### Directions
Each line from the opening of the listing below through the line that contains "Every instance of the dark beard" is to be output exactly as written.

(Input material Opens)

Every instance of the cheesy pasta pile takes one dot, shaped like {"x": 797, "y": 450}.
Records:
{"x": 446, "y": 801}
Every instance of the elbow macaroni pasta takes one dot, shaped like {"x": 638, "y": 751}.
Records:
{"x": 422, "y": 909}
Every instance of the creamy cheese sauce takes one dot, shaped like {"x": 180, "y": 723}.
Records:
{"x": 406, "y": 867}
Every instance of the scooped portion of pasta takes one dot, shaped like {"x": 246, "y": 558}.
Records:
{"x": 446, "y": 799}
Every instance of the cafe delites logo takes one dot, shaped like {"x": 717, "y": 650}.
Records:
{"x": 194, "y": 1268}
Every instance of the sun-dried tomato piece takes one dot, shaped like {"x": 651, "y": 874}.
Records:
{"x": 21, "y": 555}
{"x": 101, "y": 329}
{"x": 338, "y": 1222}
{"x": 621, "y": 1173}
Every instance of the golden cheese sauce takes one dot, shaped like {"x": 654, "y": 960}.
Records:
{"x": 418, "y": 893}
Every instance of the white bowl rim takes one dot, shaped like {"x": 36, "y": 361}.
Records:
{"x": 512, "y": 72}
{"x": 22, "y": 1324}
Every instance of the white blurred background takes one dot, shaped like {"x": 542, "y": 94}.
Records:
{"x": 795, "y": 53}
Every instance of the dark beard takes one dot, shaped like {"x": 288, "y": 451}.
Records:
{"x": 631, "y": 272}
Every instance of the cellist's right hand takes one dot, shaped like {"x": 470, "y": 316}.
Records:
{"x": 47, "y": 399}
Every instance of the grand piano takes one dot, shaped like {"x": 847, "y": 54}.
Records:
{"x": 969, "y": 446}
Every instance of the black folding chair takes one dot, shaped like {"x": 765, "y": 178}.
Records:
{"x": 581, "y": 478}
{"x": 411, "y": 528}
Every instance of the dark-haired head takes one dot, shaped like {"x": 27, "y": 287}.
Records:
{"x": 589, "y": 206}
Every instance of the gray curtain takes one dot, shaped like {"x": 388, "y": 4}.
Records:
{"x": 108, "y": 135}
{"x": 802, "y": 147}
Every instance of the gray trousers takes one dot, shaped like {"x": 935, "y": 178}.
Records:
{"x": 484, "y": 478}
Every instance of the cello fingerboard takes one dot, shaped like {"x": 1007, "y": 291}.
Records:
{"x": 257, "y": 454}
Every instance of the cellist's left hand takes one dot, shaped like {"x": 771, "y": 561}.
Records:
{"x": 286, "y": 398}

(Input material Closes)

### Response
Every instance of the cheesy pasta pile takes one dot, shaped like {"x": 797, "y": 450}.
Records:
{"x": 446, "y": 801}
Every instance of the elbow macaroni pasta takes one dot, shaped like {"x": 638, "y": 751}.
Records:
{"x": 422, "y": 909}
Every instance of the creamy cheese sauce takes one dot, shaped like {"x": 180, "y": 723}.
Records:
{"x": 406, "y": 867}
Every instance of the scooped portion of pasta takes one dot, shaped like {"x": 246, "y": 558}.
Records:
{"x": 446, "y": 799}
Every instance of the cafe delites logo takes one dot, shaped like {"x": 717, "y": 650}.
Records:
{"x": 194, "y": 1268}
Every instance of the sun-dried tomato piece takes one dot, shaped like {"x": 651, "y": 874}.
Records:
{"x": 21, "y": 555}
{"x": 101, "y": 329}
{"x": 338, "y": 1222}
{"x": 621, "y": 1173}
Every instance of the golden cheese sauce takes one dot, shaped like {"x": 654, "y": 960}.
Records:
{"x": 418, "y": 893}
Every instance of the white bowl rim takes one dot, shaped like {"x": 36, "y": 361}.
Records:
{"x": 512, "y": 72}
{"x": 22, "y": 1324}
Every instance of the white blurred background takes one dot, shaped like {"x": 542, "y": 94}.
Records:
{"x": 795, "y": 53}
Every instance of the dark beard takes one dot, shaped like {"x": 288, "y": 451}.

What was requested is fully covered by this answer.